» 给定文本

****************

1、 对以下一组数据进行降序排序(冒泡排序)。“24,80,35,8,9,54,76,45,5,63”
int array[10] = {24, 17, 85, 13, 9, 54, 76, 45, 5, 63};
int num = sizeof(array)/sizeof(int);
for(int i = 0; i < num-1; i++) {
for(int j = 0; j < num - 1 - i; j++) {
if(array[j] < array[j+1]) {
int tmp = array[j];
array[j] = array[j+1];
array[j+1] = tmp;
}
}
}
for(int i = 0; i < num; i++) {
printf("%d", array[i]);
if(i == num-1) {
printf("\n");
}
else {
printf(" ");
}
}
2、 对以下一组数据进行升序排序(选择排序)。
void sort(int a[],int n)

****************

» 提取材料
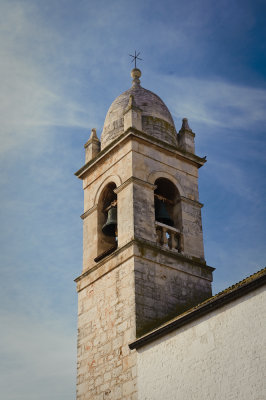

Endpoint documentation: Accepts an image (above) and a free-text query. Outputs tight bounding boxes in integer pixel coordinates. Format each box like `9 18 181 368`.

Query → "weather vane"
129 50 143 68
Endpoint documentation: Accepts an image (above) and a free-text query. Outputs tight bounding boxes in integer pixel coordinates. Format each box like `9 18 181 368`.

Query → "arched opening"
154 178 182 252
95 182 117 262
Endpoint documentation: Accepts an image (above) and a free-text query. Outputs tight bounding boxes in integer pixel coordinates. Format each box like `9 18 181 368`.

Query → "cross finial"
129 50 142 68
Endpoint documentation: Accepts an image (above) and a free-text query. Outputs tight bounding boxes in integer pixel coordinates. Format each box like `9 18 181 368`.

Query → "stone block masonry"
77 260 136 400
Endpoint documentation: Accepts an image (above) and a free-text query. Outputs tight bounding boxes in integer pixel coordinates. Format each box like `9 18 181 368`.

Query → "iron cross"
129 50 142 68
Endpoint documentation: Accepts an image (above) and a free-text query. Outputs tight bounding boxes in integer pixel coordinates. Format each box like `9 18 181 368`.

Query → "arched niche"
154 177 182 232
95 182 117 261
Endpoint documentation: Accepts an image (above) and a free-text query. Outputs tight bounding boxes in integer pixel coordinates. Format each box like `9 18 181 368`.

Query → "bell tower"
76 68 213 400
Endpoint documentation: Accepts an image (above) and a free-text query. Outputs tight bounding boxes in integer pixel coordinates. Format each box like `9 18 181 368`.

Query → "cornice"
75 127 206 179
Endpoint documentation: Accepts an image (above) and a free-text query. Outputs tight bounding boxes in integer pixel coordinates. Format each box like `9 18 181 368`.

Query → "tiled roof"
129 268 266 349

****************

» 任务说明
把上面的给定文本从头到尾逐字照抄一遍。

» 完整输出
1、 对以下一组数据进行降序排序(冒泡排序)。“24,80,35,8,9,54,76,45,5,63”
int array[10] = {24, 17, 85, 13, 9, 54, 76, 45, 5, 63};
int num = sizeof(array)/sizeof(int);
for(int i = 0; i < num-1; i++) {
for(int j = 0; j < num - 1 - i; j++) {
if(array[j] < array[j+1]) {
int tmp = array[j];
array[j] = array[j+1];
array[j+1] = tmp;
}
}
}
for(int i = 0; i < num; i++) {
printf("%d", array[i]);
if(i == num-1) {
printf("\n");
}
else {
printf(" ");
}
}
2、 对以下一组数据进行升序排序(选择排序)。
void sort(int a[],int n)